## Exercise prompt
Please reproduce only the material from the line containing "Report x and y for each instance of the roof" through the line containing "x=208, y=126", both lines included and requests kept in. Scale every x and y coordinate in the answers by 0.2 and round to whole numbers, halves going up, but leave the numbers in the requests and their format samples unchanged.

## Listed records
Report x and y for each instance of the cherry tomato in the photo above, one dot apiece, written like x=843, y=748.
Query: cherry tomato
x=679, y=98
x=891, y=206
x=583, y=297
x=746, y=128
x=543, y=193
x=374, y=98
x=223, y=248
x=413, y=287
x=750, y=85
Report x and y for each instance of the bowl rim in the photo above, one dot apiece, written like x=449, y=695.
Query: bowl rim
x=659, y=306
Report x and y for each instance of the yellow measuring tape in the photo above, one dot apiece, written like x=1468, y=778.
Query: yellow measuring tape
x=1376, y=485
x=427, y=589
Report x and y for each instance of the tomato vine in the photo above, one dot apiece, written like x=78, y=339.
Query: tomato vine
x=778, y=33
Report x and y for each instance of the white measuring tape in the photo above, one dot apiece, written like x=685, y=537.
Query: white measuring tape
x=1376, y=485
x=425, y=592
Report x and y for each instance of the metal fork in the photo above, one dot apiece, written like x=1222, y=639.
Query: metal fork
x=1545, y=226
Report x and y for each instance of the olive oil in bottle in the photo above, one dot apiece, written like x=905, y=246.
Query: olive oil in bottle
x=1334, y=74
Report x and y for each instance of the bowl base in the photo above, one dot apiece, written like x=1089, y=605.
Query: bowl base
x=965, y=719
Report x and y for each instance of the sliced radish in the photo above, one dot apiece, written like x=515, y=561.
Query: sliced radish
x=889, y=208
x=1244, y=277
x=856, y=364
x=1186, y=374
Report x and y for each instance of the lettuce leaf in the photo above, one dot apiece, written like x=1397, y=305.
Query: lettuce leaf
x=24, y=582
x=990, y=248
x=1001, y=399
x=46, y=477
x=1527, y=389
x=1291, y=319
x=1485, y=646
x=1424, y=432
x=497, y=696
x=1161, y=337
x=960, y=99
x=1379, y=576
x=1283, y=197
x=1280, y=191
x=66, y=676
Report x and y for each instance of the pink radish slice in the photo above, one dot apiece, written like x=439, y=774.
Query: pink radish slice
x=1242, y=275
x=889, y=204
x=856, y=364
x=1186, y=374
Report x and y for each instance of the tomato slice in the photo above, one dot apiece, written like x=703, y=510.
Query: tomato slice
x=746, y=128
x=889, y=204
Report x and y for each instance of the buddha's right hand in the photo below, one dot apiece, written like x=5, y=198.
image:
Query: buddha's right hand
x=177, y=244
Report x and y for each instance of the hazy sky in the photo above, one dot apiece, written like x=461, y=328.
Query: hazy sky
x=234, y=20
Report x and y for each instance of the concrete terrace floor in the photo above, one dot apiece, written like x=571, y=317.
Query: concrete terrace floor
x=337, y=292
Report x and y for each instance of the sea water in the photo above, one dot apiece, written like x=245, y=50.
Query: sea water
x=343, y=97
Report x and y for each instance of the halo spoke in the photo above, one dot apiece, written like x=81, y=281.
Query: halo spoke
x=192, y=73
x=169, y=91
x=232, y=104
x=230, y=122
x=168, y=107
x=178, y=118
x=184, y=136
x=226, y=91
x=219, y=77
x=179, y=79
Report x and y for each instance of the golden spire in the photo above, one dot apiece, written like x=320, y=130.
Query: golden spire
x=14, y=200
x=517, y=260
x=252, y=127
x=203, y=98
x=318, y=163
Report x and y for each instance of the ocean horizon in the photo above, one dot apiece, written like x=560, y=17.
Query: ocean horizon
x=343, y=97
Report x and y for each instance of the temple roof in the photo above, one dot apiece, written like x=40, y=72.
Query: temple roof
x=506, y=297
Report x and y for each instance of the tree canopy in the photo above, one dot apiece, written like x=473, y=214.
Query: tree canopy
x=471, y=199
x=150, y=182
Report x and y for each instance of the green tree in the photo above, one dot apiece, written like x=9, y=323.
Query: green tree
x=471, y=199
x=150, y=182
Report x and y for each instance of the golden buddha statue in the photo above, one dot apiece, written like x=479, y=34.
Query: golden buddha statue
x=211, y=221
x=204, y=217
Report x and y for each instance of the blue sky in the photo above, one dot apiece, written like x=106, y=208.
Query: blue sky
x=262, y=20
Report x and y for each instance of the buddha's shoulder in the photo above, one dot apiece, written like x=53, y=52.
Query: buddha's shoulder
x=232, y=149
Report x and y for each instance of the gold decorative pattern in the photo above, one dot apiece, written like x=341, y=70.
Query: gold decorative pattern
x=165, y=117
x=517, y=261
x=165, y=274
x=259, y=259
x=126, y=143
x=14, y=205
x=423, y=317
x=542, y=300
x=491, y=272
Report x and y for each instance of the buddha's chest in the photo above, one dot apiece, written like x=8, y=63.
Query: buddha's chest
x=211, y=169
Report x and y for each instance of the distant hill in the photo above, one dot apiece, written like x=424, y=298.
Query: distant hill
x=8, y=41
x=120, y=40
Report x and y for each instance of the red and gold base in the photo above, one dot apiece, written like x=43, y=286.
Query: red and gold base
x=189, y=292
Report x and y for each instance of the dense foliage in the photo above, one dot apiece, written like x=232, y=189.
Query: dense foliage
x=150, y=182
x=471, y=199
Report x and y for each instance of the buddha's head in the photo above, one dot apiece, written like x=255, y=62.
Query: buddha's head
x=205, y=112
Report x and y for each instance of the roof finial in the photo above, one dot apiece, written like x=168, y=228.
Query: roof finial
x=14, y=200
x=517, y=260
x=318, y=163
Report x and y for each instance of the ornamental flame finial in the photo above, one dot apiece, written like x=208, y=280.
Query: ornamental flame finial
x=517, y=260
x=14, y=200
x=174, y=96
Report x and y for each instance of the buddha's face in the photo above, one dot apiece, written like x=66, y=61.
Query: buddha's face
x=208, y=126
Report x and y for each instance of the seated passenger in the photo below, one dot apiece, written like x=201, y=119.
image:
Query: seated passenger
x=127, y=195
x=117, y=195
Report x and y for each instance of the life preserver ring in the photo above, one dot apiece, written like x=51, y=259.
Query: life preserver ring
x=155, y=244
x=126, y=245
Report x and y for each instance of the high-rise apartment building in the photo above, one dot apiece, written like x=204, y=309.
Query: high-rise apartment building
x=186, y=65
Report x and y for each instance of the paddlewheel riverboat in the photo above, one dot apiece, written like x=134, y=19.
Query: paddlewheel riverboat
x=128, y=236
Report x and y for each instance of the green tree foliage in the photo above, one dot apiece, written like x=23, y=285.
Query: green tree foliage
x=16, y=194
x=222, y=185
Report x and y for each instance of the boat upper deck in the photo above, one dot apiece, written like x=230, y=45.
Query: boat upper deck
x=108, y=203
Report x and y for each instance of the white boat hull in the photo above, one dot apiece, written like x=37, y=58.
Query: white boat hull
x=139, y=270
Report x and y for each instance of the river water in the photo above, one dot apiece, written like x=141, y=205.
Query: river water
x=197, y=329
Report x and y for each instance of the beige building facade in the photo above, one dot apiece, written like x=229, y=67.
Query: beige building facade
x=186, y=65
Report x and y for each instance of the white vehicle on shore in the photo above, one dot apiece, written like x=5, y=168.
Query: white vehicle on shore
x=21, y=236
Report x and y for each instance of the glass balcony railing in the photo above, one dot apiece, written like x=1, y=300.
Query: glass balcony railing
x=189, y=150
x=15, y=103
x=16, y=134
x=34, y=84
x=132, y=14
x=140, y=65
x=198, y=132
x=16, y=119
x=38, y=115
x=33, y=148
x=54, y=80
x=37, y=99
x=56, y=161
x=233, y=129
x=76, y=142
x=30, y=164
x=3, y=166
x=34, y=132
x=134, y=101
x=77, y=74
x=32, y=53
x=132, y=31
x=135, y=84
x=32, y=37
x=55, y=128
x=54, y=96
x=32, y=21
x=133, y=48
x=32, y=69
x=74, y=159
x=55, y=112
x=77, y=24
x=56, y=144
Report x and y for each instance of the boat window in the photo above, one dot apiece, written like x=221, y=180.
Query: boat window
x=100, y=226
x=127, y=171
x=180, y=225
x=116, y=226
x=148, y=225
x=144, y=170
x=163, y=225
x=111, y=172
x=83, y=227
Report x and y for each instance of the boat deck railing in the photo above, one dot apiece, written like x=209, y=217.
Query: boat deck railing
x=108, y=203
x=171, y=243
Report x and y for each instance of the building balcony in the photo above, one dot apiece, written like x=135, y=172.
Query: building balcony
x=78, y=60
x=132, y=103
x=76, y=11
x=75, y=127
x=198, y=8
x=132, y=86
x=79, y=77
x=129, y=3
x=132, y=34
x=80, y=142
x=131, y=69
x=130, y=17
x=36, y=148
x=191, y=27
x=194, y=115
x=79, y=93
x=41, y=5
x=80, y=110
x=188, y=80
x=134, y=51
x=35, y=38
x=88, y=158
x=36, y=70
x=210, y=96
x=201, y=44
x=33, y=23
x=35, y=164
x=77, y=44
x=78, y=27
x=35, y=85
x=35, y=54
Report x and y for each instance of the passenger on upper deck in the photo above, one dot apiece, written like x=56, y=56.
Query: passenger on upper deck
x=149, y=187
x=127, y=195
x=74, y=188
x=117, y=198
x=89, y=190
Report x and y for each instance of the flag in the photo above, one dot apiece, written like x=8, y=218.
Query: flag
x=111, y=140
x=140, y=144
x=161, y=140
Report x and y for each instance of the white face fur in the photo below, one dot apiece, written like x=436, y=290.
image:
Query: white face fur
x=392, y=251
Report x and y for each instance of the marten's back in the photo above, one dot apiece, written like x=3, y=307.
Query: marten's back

## Answer to this exercise
Report x and y for each instance of the roof finial in the photo above, one dot apiece, written like x=168, y=228.
Query: roof finial
x=3, y=40
x=103, y=52
x=64, y=33
Report x and y for each instance of the ornamental flame finial in the photo above, one dot apiece, written like x=208, y=280.
Query: ornamental flame finial
x=103, y=52
x=3, y=40
x=35, y=19
Report x and y for each instance of the buddha's face in the photo above, one dot apiece, written like x=66, y=61.
Query: buddha's face
x=42, y=25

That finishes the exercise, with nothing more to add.